[Description of the task]
Copy each entry below exactly as it reads.

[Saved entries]

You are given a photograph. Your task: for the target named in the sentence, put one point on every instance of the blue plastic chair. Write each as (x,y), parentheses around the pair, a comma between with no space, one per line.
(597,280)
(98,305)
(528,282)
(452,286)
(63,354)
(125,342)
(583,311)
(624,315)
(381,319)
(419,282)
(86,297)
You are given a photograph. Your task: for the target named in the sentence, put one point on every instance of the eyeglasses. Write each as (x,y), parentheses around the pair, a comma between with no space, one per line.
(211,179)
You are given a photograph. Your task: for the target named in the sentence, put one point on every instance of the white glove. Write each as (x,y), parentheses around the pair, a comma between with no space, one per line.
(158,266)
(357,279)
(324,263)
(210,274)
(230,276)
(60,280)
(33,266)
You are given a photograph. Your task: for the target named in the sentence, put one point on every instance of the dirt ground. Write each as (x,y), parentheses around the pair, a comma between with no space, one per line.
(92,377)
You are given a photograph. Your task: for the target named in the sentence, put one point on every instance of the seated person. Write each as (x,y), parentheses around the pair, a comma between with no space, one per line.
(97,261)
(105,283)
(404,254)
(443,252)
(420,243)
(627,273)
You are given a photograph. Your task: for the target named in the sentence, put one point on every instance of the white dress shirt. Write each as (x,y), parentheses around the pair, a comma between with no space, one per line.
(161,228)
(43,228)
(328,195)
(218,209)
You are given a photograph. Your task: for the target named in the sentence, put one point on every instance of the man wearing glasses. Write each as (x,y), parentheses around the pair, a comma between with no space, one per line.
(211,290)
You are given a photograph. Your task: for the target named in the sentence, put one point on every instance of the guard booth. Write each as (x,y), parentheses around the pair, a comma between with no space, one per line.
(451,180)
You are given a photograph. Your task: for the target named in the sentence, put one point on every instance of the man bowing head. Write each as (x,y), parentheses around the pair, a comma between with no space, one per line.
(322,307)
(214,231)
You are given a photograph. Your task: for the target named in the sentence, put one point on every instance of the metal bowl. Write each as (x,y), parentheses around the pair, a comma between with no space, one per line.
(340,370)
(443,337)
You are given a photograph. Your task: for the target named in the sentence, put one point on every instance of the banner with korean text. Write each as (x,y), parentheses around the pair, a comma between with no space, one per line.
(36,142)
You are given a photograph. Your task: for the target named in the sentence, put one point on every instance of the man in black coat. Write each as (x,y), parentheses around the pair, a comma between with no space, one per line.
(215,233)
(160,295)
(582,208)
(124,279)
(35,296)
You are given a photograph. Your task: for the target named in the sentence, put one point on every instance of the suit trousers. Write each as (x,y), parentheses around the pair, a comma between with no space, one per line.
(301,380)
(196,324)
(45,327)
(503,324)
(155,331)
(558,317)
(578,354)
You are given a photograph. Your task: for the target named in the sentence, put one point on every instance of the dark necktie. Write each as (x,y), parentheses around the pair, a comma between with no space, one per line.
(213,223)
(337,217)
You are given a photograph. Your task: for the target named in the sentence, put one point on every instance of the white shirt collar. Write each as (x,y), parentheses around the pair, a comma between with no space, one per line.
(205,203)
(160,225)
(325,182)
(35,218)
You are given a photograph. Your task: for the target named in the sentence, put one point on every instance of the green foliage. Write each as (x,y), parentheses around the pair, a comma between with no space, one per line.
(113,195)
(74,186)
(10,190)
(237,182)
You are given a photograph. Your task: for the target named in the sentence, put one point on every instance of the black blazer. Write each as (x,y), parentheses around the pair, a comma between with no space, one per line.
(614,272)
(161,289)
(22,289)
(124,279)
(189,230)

[Task response]
You are given a photograph. Your task: for the target named in the sentence, put one point on every instance of the blue plastic chair. Write each as (x,y), parentheses around the pair, a comma between with no space, one per line.
(597,280)
(98,305)
(528,282)
(452,286)
(63,354)
(125,342)
(583,311)
(624,315)
(381,319)
(419,282)
(86,297)
You are given a photograph. Your task: for the target named in the sentence, put one point on every instance of the eyeglasses. Write each as (x,y), parentheses around the pair, a comma between with no space, one per line.
(211,179)
You are given a photograph. Your task: for the target named in the sentence, put one point on every instance of the white glove. Write each as (x,y), parentheses around the pair, a comma between with no space, one per line.
(158,266)
(357,279)
(324,263)
(210,274)
(230,276)
(60,280)
(33,266)
You are given a photograph. Your task: for the target named in the sentence, put one point on every instance of the dirt ground. Write each as (x,y), parentheses around the pair, a comma between with no space, one per line.
(92,377)
You are given a photograph. Your task: for the target named in the sentence, put one point on every instance of the seated person. Write each as (x,y), parentheses around the pair, a comma between with no space, one per line.
(97,261)
(105,283)
(404,254)
(443,252)
(420,243)
(627,273)
You are given a photograph. Your task: for the target named in the sentence, put one point on every instance of the white dress shirt. Write each as (x,y), parentheses around the pair, a comma between with no space, one per line.
(161,228)
(43,228)
(328,195)
(218,209)
You are given a photograph. Your task: for the target named in the sentence, put one point on every instance of the man wearing glasses. Write each as (x,y), parentheses around the pair, a comma between with no space, one per line.
(211,290)
You are given a photograph. Your task: for the target named in the sentence, put one point on every instance of the guard booth. Write each as (x,y), parentheses around the pair, a comma between with no space, one per line.
(451,180)
You are given a photograph. Your task: for the target named in the sentence, put one point on every instance of the man bowing head. Write each as (x,y), parentheses around the pair, a comma between with no space, one per line.
(322,307)
(214,231)
You are given a photograph. Your task: for the target named in the sentence, put one point on every instance of the metal bowl. Write each as (x,y), parentheses around the pair, a comma between with no space, one per line.
(340,370)
(443,337)
You are given a photograph. Your task: for the target named in the sentence, put one point on every instance of the banner with korean text. Write each as (x,y), parentheses around the pair, a comma between with no space, one per line.
(36,142)
You are given a photograph. Your task: for the target named in the sentence, put one point on every instance of the man in black coat. Write each as (x,y), parentheses around the pair, a comma between with no space, one per line.
(215,233)
(160,295)
(582,208)
(124,279)
(35,296)
You are given a photograph. Your task: for the target named in the sentence, put one point on every instance of the suit trousers. Write each as (x,y), parentheses around the pair, a comma between with no space, one per line.
(301,380)
(196,324)
(45,327)
(503,324)
(155,331)
(558,317)
(578,354)
You are given a photograph. Your task: for the target named in the sentence, put one point on every instance of the dark necktie. Write each as (x,y), parentheses around the pair, a comma between with no space, one per line.
(213,223)
(337,217)
You are given a photograph. Your task: for the target named in the sentence, put one point on every instance of the white shirt collar. Write each as (x,y), parentheses around the pair, a comma between with no space, one per line.
(205,203)
(160,225)
(325,182)
(35,218)
You are given a photograph. Your task: for the target named in the sentence, put one point on every instance of the green foliage. Write each as (x,y), parentheses around the pair, a comma between with no space, one per line.
(113,195)
(74,186)
(10,190)
(237,182)
You are given a photograph. Your task: for the target named in the sentence, put one point on every instance of the black blazer. Write each as (x,y), parentheses around the pair, a comma between with no space, one per line.
(614,272)
(161,289)
(22,289)
(124,279)
(189,230)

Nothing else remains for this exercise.